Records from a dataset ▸
┌────────

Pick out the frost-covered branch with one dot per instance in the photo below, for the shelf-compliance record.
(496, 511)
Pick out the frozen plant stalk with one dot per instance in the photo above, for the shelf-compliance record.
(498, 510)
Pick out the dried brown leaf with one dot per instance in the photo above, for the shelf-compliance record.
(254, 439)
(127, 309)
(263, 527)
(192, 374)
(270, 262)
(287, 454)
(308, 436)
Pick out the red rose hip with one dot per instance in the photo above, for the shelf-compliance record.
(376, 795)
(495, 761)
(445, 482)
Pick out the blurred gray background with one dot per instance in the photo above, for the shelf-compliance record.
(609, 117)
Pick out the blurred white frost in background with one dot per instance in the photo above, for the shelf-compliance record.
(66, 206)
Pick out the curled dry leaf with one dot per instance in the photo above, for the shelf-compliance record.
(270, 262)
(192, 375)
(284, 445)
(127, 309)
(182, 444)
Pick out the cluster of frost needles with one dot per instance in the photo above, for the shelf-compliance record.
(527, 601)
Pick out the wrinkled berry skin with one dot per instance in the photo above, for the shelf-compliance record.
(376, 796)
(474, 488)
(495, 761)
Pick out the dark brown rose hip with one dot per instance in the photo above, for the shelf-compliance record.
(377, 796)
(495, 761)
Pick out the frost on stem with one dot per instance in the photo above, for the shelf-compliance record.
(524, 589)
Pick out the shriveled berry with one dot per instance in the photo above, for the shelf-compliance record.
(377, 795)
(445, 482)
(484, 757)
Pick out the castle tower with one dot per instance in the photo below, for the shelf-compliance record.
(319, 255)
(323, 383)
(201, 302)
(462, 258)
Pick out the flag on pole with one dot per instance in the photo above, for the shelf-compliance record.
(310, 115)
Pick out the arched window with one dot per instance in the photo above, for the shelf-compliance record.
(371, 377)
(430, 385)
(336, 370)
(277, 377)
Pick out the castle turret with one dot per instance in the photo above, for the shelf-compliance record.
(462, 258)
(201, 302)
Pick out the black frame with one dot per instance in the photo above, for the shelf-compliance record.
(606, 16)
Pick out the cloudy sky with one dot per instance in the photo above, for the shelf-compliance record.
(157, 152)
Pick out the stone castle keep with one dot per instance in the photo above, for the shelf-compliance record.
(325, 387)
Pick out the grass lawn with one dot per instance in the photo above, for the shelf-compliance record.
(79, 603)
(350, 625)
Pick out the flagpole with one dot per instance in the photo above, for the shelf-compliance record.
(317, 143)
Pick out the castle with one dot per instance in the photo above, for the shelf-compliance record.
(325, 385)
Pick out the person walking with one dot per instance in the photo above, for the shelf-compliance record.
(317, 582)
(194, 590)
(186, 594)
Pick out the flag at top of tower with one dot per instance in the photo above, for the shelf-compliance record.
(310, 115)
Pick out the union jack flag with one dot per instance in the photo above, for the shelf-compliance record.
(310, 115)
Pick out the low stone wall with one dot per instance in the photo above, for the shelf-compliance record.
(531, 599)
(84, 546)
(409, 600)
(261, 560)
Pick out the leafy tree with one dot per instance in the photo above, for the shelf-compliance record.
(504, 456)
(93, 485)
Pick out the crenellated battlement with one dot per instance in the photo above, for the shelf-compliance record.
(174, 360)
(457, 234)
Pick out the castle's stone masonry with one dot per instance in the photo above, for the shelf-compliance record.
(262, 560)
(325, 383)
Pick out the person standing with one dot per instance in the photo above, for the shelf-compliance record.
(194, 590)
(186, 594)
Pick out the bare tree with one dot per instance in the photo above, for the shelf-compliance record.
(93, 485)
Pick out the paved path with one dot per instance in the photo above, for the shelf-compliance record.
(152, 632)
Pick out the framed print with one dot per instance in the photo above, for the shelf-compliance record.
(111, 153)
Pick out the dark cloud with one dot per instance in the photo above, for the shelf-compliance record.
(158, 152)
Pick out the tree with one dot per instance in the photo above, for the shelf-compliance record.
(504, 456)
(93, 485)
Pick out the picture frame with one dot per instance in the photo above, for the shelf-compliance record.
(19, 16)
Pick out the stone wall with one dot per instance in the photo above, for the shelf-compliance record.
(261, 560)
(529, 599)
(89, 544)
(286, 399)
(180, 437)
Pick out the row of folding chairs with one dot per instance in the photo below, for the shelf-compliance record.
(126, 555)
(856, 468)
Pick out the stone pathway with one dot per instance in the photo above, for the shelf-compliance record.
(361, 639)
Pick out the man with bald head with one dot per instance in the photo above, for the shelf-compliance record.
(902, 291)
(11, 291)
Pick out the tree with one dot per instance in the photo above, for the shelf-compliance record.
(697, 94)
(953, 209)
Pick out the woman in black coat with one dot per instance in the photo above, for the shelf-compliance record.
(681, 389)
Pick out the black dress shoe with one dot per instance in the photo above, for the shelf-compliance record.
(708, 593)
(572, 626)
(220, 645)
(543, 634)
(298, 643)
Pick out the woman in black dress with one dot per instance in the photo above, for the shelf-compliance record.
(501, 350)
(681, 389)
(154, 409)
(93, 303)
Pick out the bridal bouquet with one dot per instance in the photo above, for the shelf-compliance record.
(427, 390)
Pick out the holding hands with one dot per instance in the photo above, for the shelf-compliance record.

└────────

Short exercise ▸ Write out all of the records above exactly as they appear.

Response for this exercise ▸
Pick out the frost-covered branch with one dot per instance in the photo below, for the shelf-compliance record.
(496, 511)
Pick out the frozen plant stalk with one dot per instance in the photo above, for the shelf-compliance record.
(498, 510)
Pick out the dried brown leaf with one dot per instance in the photo above, for the shelf-compliance record.
(254, 439)
(127, 309)
(263, 527)
(192, 374)
(270, 262)
(287, 454)
(308, 436)
Pick out the red rose hip with one dot per instance in the photo above, for the shelf-compliance record.
(376, 795)
(495, 761)
(445, 482)
Pick out the blurred gray background with one dot per instance in the photo above, for the shelf-compliance record.
(609, 117)
Pick out the blurred white frost in background with one dot per instance in the photo above, for the shelf-compliance record.
(66, 206)
Pick out the curled dry leaf with one dot per instance in the photo above, for the shelf-compliance record.
(270, 262)
(192, 375)
(284, 445)
(127, 309)
(182, 444)
Pick out the cluster of frost needles with one dot per instance in the photo above, for the shelf-compliance record.
(527, 601)
Pick out the wrinkled berry skin with one dot per instance in the photo above, for the shelf-compliance record.
(376, 796)
(474, 488)
(495, 761)
Pick out the dark brown rose hip with one dot per instance in the photo above, for the shelf-compliance record.
(377, 796)
(495, 761)
Pick out the frost on stem with one dot per instance in the photo above, for the shelf-compliance record.
(524, 589)
Pick out the shriveled berry with one dot per instance in the photo above, for the shelf-compliance record.
(377, 795)
(445, 482)
(484, 757)
Pick out the castle tower with one dot per instance in the photo below, for the shelf-compliance record.
(319, 255)
(323, 383)
(201, 302)
(462, 258)
Pick out the flag on pole with one dot per instance in the photo above, for the shelf-compliance record.
(310, 115)
Pick out the arched window with one dot per instance in the photo above, for the shelf-compliance record.
(371, 377)
(430, 385)
(336, 370)
(277, 377)
Pick out the castle turret with one dot per instance in the photo above, for the shelf-compliance record.
(462, 258)
(201, 302)
Pick out the black frame with one dot per instance in the photo above, for the shelf-compliance record.
(606, 16)
Pick out the cloudy sky with one dot per instance in the photo above, for the shelf-compliance record.
(157, 152)
Pick out the stone castle keep with one dot per instance in the photo above, for the shelf-compliance record.
(325, 387)
Pick out the grass lawn with one dot per instance in the photo above, for the shelf-compliance record.
(79, 603)
(350, 625)
Pick out the flagpole with one dot per instance in the photo above, for the shelf-compliance record.
(317, 143)
Pick out the castle with one dot per instance in the photo above, for the shelf-compliance record.
(325, 385)
Pick out the person walking with one dot per instance in the photo above, for the shelf-compliance record.
(317, 582)
(194, 590)
(186, 594)
Pick out the flag at top of tower with one dot per instance in the photo above, for the shelf-compliance record.
(310, 115)
Pick out the union jack flag with one dot per instance in the photo above, for the shelf-compliance record.
(310, 115)
Pick out the low stone wall with one dot per instance in the photo above, for the shelf-compliance record.
(531, 599)
(84, 546)
(409, 600)
(261, 560)
Pick out the leafy tree with one dot per instance in the photo above, for the shelf-compliance record.
(504, 456)
(93, 485)
Pick out the crenellated battlement with one dot per instance in the photo above, for the shelf-compliance record.
(174, 360)
(457, 234)
Pick out the castle's stone masonry with one dot per instance in the photo above, for the shelf-compliance record.
(262, 560)
(325, 383)
Pick out the person standing with one dot per instance in the photo above, for the shelf-compliance record.
(194, 590)
(186, 594)
Pick out the bare tree with one dot per instance in the photo above, for the shelf-compliance record.
(93, 485)
Pick out the paved path with one dot per instance in the photo above, for the shelf-compliance record.
(152, 632)
Pick out the framed print with one dot per instance in the photo above, for the shelf-compliance record.
(111, 153)
Pick out the dark cloud with one dot per instance in the photo above, for the shelf-compliance record.
(158, 152)
Pick out the tree with one dot per instance in the photo above, for the shelf-compliance record.
(504, 456)
(93, 485)
Pick out the picture frame with one dot per instance in the photo above, for the shelf-compliance record.
(19, 16)
Pick out the stone wall with one dot per instance in the photo above, for the shelf-compliance record.
(261, 560)
(529, 599)
(89, 544)
(286, 399)
(180, 437)
Pick out the row of folding chairs with one dot per instance in the photo below, for the shelf-compliance record.
(126, 555)
(856, 468)
Pick out the stone pathway with one dot per instance in the photo above, for the shelf-compliance record.
(361, 639)
Pick out the man with bald head with one dot per instance in the photo above, for the shelf-compliance record.
(902, 291)
(11, 291)
Pick out the tree with one dot per instance in the photo above, for the shelf-compliance record.
(697, 94)
(953, 209)
Pick out the woman in black coat with one dot per instance in the photo above, for the shelf-compliance record.
(681, 389)
Pick out the black dress shoe with one dot per instance in the photo above, for the shelf-compliance record.
(708, 593)
(572, 626)
(220, 645)
(543, 634)
(298, 643)
Pick out the woman in black dress with one dot per instance in the photo above, for the shelf-compliance record.
(501, 350)
(681, 389)
(154, 409)
(93, 303)
Pick out the bridal bouquet with one dot per instance in the photo above, for the shelf-compliance record.
(427, 390)
Pick out the holding hands with one dot per instance in the photo above, for the shelf-compliance record.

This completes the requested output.